◆ THINGS TO DO:
1 – According to the profile of the National Domestic Workers Alliance, in what year did Ai-jen Poo begin organizing immigrant women workers?
2 – Continue the profile of the National Domestic Workers Alliance after its last sentence.

◆ TEXT TO READ:
((

National Domestic Workers Alliance
330 7th Avenue, 19th Floor
New York, NY 10001
Made up of 39 affiliates, totaling over 10,000 members in 14 states and D.C.
Unity Alliance (made up of Grassroots Global Justice Alliance, Jobs with Justice, the National Day Laborers Organizing Network, the National Domestic Workers Alliance, the Pushback Network, and the Right to the City Alliance)
*Affiliations are known as partnerships on the NDWA website
Ai-jen Poo, Director since 2010
Ai-jen Poo is the Director of the National Domestic Workers Alliance (NDWA), the leading organization working to build power, respect, and fair labor standards for the 2.5 million nannies, housekeepers and elderly caregivers in the U.S. She began organizing immigrant women workers in 1996 as the Women Workers Project organizer at CAAAV Organizing Asian Communities in New York City.

))

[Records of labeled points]
((

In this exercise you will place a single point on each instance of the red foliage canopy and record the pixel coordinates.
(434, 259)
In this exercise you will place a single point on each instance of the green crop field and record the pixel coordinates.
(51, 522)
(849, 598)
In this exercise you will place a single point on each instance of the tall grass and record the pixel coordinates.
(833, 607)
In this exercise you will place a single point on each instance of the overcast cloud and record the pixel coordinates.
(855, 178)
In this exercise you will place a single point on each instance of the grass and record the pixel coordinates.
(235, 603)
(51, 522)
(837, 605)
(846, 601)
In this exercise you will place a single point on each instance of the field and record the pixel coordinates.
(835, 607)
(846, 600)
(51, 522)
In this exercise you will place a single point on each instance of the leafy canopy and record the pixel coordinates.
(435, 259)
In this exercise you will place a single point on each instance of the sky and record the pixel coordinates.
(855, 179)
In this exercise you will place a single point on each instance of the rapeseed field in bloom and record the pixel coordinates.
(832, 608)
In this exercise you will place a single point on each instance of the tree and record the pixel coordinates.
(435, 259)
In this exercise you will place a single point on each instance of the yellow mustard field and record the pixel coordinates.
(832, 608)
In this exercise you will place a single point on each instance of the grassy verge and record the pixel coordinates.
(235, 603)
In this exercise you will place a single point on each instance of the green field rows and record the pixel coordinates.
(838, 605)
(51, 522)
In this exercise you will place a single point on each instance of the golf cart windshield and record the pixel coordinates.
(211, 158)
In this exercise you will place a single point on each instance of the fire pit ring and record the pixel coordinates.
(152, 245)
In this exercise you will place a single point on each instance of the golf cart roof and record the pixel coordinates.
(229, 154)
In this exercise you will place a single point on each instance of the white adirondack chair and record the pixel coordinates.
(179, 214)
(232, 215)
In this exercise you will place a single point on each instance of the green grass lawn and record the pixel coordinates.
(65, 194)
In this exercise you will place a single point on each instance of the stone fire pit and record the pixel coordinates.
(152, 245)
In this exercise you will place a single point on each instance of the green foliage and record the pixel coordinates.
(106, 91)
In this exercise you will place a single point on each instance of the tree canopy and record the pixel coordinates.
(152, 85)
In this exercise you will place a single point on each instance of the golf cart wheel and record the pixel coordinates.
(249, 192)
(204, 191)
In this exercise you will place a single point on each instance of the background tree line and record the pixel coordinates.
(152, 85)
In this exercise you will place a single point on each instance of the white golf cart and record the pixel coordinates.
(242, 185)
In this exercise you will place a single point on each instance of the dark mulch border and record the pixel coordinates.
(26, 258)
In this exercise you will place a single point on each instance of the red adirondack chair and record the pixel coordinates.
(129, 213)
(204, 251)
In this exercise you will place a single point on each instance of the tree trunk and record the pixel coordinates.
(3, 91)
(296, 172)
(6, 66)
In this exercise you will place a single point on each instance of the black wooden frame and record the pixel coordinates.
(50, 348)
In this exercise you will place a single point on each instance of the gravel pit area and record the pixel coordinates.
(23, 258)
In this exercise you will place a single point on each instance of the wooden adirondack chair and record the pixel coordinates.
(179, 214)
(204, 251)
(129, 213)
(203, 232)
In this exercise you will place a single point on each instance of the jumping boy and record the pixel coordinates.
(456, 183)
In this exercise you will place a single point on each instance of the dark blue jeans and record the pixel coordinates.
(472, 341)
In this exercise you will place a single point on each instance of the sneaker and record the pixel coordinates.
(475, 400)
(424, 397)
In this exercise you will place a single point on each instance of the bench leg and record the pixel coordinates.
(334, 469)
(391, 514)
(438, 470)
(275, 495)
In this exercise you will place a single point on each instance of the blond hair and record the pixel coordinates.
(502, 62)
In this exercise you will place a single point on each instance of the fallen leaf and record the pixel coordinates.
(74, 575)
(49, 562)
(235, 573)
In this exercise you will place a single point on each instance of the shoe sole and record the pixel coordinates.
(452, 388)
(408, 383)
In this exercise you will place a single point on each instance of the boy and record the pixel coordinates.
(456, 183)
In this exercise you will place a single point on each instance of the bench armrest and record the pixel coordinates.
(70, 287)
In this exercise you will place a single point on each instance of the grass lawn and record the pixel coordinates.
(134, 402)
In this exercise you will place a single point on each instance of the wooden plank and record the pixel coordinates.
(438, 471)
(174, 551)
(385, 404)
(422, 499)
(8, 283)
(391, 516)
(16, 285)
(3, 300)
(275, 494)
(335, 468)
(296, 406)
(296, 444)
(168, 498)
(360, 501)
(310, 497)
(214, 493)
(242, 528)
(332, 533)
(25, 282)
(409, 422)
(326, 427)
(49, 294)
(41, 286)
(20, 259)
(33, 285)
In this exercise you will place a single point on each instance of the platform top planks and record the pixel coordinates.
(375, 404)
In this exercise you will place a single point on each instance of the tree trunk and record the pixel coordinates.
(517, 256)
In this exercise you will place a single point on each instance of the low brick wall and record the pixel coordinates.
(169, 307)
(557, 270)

))

◆ EXPECTED RESULTS:
1 – 1996

2 –
In 2000, she co-founded Domestic Workers United (DWU), a city-wide, multiracial organization of domestic workers. DWU led the way to the passage of the nation’s first Domestic Workers Bill of Rights in 2010, historic legislation that extends basic labor protections to over 200,000 domestic workers in New York State. DWU helped to organize the first national meeting of domestic worker organizations at the US Social Forum in 2007, which resulted in the formation of the National Domestic Workers Alliance. She has been NDWA’s director since April 2010. Ai-jen serves on the Board of Directors of Social Justice Leadership, the Seasons Fund for Social Transformation, the Labor Advisory Board at Cornell ILR School, Momsrising, National Jobs with Justice, Working America, the National Committee for Responsive Philanthropy, and the National Council on Aging.
Ai-jen was the 2000 recipient of an Open Society Institute New York City Community Fellowship, the recipient of the Ford Foundation Leadership for a Changing World Award, the Ernest de Maio Award from Labor Research Association, the Woman of Vision Award from Ms. Foundation for Women and in 2009 was named as one of Crain’s “40 Under 40” and New York Moves Magazine “Power Women” Awards. More recently, she is a recipient of the Alston Bannerman Fellowship for Organizers of Color, the Twink Frey Visiting Scholar Fellowship at University of Michigan Center for the Education of Women, and the Prime Movers Fellowship.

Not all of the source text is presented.